## Objective
Render the records from the line containing "Where can the turquoise" through the last line as a JSON list of strings, with one string per line and blank lines omitted.

## Dataset extract
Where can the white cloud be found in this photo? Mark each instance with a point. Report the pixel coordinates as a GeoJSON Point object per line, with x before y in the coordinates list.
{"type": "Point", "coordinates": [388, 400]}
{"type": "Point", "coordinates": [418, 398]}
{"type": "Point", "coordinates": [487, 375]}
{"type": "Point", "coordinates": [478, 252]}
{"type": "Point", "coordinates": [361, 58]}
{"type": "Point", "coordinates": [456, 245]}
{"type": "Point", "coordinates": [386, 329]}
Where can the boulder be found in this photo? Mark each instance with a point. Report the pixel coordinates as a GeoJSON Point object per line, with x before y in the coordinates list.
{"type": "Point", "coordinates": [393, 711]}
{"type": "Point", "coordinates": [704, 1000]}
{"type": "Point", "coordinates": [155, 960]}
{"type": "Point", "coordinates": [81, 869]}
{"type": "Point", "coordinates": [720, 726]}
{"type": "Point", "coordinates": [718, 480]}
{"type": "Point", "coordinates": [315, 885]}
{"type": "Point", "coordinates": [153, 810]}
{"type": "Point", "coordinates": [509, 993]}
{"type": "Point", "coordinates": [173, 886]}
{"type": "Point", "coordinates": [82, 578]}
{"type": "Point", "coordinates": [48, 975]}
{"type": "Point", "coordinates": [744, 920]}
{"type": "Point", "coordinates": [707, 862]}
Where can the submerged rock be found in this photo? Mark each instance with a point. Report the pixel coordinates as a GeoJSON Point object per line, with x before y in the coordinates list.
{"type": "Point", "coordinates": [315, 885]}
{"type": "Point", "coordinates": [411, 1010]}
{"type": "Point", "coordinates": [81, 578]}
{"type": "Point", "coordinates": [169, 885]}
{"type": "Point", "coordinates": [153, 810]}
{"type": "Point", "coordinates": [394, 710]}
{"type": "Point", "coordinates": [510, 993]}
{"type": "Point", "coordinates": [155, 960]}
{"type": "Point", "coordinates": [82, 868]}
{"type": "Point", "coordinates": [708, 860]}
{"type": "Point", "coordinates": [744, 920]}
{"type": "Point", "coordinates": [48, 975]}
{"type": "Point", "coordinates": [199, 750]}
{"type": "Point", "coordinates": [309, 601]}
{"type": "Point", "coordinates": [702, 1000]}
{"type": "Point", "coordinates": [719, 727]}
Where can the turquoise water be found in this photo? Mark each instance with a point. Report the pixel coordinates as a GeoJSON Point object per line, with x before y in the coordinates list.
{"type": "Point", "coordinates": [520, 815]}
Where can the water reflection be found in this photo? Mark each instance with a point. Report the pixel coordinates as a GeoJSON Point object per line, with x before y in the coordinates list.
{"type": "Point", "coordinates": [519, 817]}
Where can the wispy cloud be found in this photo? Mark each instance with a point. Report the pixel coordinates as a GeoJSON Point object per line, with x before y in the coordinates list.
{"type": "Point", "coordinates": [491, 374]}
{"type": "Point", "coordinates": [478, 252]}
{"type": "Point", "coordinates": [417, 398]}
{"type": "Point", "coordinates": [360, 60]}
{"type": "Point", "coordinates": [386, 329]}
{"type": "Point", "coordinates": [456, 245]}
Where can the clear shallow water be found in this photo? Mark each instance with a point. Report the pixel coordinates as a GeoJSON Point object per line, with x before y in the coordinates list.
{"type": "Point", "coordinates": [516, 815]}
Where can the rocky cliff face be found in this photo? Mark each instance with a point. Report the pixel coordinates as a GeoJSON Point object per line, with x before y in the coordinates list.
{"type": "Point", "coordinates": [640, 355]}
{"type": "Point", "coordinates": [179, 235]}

## Task result
[
  "Where can the turquoise water be found in this photo? Mark each instance with a point. Report the pixel coordinates as a GeoJSON Point object per line, with x before y in the coordinates list.",
  "{\"type\": \"Point\", \"coordinates\": [520, 815]}",
  "Where can the water reflection be found in this photo? Mark each instance with a point. Report the pixel coordinates as a GeoJSON Point object per line, with x before y in the coordinates list.",
  "{\"type\": \"Point\", \"coordinates\": [519, 817]}",
  "Where can the wispy cloud be found in this photo? Mark each instance with a point. Report the pixel coordinates as a GeoJSON Point object per line, with x before y in the coordinates list.",
  "{\"type\": \"Point\", \"coordinates\": [491, 374]}",
  "{\"type\": \"Point\", \"coordinates\": [478, 252]}",
  "{\"type\": \"Point\", \"coordinates\": [417, 398]}",
  "{\"type\": \"Point\", \"coordinates\": [360, 60]}",
  "{\"type\": \"Point\", \"coordinates\": [386, 329]}",
  "{\"type\": \"Point\", \"coordinates\": [456, 245]}",
  "Where can the clear shallow water be found in this photo? Mark each instance with a point. Report the pixel coordinates as a GeoJSON Point object per line, with x before y in the coordinates list.",
  "{\"type\": \"Point\", \"coordinates\": [516, 815]}",
  "Where can the rocky cliff face be found in this photo? Mark each instance with a point. Report the pixel coordinates as a GeoJSON Point object per line, with x before y in the coordinates list.",
  "{\"type\": \"Point\", \"coordinates\": [640, 355]}",
  "{\"type\": \"Point\", \"coordinates\": [179, 235]}"
]